— Begin DATASET ENTRIES —
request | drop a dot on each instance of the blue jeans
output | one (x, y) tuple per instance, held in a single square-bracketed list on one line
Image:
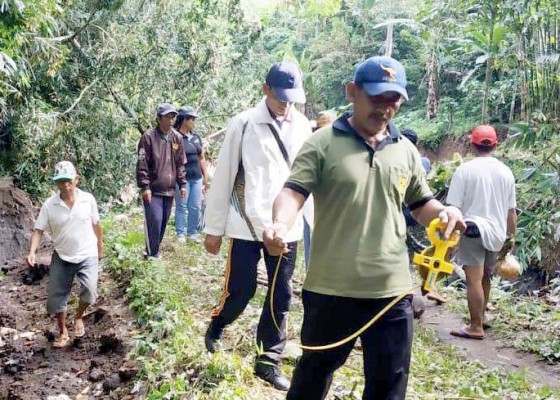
[(187, 210)]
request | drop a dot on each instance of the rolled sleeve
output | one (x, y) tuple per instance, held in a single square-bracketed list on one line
[(42, 222), (94, 211), (455, 195)]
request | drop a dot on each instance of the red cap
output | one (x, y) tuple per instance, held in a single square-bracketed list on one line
[(484, 135)]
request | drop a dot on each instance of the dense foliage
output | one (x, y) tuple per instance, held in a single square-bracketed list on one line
[(81, 79)]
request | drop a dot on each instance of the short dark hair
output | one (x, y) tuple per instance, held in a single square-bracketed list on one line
[(180, 119), (484, 148)]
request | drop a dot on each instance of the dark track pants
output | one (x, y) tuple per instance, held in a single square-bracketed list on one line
[(156, 214), (386, 346), (240, 286)]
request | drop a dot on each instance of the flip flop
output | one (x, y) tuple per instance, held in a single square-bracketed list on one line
[(79, 330), (436, 297), (61, 341), (461, 333)]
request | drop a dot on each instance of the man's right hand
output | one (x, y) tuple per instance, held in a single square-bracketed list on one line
[(147, 196), (31, 261), (212, 244), (273, 239)]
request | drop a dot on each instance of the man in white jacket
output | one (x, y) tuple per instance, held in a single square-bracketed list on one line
[(254, 162)]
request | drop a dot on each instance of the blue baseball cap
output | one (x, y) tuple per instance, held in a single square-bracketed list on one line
[(286, 81), (188, 111), (381, 74)]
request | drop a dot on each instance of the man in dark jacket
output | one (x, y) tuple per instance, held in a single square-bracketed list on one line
[(161, 165)]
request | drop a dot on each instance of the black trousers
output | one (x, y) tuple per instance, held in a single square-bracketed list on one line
[(157, 214), (240, 286), (386, 346)]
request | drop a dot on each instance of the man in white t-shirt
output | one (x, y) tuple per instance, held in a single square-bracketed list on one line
[(72, 219), (484, 190)]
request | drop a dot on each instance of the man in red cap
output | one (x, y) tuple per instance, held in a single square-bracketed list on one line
[(484, 190)]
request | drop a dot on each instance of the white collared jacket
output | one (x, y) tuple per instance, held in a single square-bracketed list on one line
[(242, 209)]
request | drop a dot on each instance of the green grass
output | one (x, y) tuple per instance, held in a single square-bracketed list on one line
[(527, 323), (173, 299)]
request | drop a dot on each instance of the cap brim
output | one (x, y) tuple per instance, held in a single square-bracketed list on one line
[(377, 88), (296, 95), (194, 115), (63, 177), (168, 112)]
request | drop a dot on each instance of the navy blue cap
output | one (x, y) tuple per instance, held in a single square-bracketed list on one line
[(286, 81), (166, 108), (381, 74), (188, 111)]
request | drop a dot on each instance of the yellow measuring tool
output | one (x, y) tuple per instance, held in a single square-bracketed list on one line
[(432, 261)]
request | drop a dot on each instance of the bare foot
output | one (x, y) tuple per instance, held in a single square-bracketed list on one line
[(467, 333), (435, 296), (79, 329)]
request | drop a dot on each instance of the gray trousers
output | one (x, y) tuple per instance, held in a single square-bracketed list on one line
[(61, 277)]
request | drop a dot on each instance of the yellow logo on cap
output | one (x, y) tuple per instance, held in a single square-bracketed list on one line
[(391, 74)]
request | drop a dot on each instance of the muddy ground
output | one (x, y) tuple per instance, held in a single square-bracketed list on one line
[(93, 367), (491, 352)]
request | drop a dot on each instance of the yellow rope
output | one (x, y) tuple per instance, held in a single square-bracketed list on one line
[(347, 339)]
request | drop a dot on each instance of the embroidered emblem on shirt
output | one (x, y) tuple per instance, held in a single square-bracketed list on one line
[(402, 183), (391, 74)]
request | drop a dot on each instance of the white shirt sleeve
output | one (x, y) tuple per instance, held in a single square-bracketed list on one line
[(219, 195), (512, 202), (456, 193), (94, 211), (42, 222)]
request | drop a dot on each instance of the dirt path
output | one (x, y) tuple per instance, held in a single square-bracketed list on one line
[(491, 351), (92, 368)]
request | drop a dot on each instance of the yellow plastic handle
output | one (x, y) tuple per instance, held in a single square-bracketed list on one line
[(436, 263)]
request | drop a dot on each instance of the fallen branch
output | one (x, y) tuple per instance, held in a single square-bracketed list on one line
[(79, 97)]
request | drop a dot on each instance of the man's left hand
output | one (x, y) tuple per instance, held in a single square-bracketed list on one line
[(453, 217)]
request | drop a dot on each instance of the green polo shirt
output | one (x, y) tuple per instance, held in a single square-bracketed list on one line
[(358, 246)]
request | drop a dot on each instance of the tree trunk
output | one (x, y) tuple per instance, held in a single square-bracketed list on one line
[(389, 41), (489, 66), (432, 100)]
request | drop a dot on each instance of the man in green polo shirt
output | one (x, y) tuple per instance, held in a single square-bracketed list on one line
[(360, 172)]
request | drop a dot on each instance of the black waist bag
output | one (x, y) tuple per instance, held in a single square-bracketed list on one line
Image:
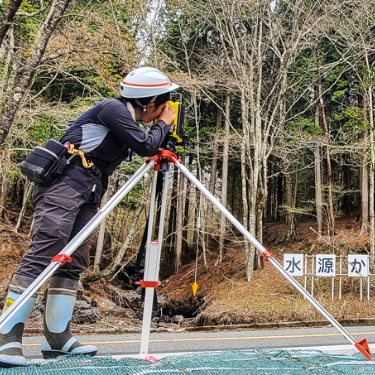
[(46, 163)]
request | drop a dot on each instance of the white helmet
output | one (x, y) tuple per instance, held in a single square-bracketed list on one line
[(146, 82)]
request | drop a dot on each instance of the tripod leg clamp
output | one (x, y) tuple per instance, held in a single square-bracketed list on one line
[(147, 284), (63, 258)]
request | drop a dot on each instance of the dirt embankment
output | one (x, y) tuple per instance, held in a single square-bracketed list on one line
[(224, 296)]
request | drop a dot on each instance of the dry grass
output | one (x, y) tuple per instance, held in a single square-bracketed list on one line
[(269, 297)]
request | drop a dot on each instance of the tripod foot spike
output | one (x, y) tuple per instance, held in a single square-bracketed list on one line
[(363, 347), (150, 358)]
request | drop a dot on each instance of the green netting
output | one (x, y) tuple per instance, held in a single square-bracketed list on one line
[(257, 362)]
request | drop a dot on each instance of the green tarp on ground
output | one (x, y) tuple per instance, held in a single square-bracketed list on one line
[(254, 362)]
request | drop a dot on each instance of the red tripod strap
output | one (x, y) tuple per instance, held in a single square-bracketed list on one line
[(63, 258), (147, 284)]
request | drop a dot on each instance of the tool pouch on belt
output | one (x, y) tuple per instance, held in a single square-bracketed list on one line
[(46, 163)]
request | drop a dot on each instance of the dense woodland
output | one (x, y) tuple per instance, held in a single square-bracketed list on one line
[(280, 113)]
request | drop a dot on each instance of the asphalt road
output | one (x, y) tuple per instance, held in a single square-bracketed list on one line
[(326, 339)]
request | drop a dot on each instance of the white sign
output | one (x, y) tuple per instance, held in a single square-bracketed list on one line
[(358, 265), (325, 265), (293, 264)]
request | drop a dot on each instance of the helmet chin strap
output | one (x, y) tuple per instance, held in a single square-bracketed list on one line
[(144, 107)]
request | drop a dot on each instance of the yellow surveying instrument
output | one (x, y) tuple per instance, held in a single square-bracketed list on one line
[(177, 135), (178, 131)]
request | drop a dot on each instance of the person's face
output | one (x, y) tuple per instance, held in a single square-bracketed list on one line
[(153, 112)]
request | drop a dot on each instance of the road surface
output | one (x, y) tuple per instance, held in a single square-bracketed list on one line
[(326, 339)]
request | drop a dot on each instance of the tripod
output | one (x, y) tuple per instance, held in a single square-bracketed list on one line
[(161, 162)]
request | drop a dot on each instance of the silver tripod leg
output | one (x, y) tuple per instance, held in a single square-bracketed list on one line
[(152, 262), (361, 345), (75, 242)]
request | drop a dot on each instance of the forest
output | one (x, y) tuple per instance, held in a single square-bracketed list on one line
[(279, 113)]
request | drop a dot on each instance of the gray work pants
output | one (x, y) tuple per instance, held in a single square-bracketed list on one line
[(60, 213)]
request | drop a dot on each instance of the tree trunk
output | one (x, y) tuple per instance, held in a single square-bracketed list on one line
[(187, 205), (100, 241), (270, 192), (371, 173), (249, 258), (329, 171), (318, 173), (213, 176), (56, 11), (7, 17), (318, 190), (224, 178), (179, 218), (364, 180), (346, 181), (172, 221)]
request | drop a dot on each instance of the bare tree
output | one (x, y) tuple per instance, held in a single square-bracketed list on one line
[(7, 17), (45, 31)]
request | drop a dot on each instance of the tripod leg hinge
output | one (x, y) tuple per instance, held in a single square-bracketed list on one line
[(63, 258), (147, 284), (267, 254)]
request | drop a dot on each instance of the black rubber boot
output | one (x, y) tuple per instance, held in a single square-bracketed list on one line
[(58, 339), (11, 334)]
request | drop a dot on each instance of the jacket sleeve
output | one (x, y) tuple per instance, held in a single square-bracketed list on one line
[(117, 118)]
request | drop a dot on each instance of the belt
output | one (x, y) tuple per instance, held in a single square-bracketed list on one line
[(95, 169)]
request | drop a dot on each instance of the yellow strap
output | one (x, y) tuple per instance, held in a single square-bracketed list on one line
[(72, 150)]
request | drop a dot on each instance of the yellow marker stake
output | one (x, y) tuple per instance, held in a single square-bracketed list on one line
[(195, 288)]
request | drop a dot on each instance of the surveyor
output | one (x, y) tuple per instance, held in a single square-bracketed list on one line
[(104, 134)]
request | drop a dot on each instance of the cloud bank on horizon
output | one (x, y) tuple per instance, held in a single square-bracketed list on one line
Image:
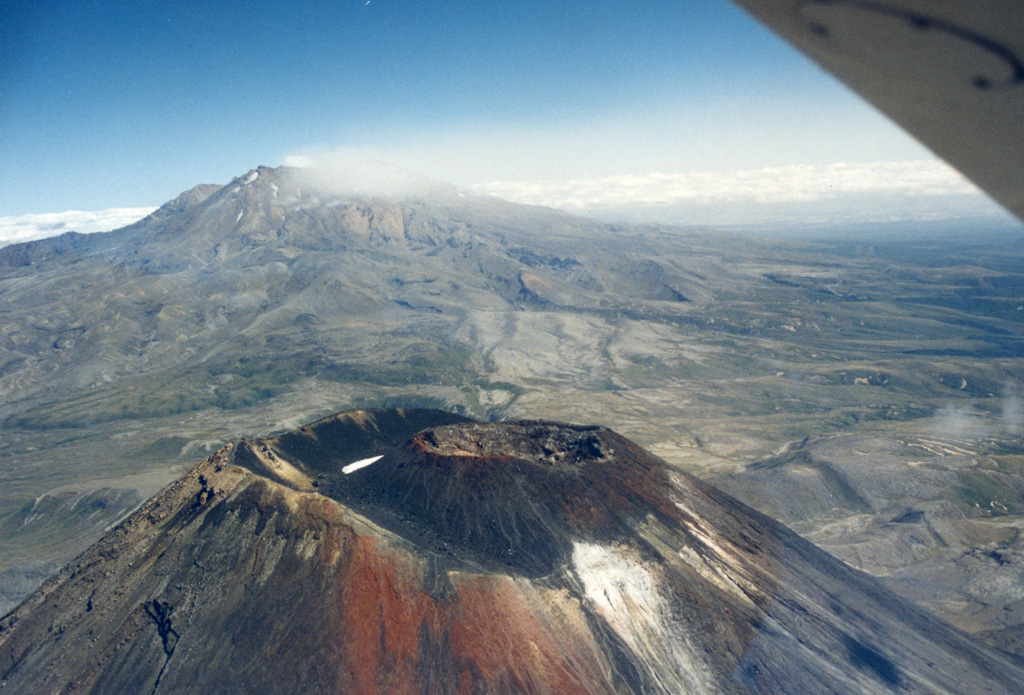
— End DATASET ENTRIES —
### THE REQUEST
Return every line of the records that contains the word "dense".

### WRITTEN SOLUTION
request | drop a dot on each instance of the dense foliage
request | drop a dot on each instance of the dense woodland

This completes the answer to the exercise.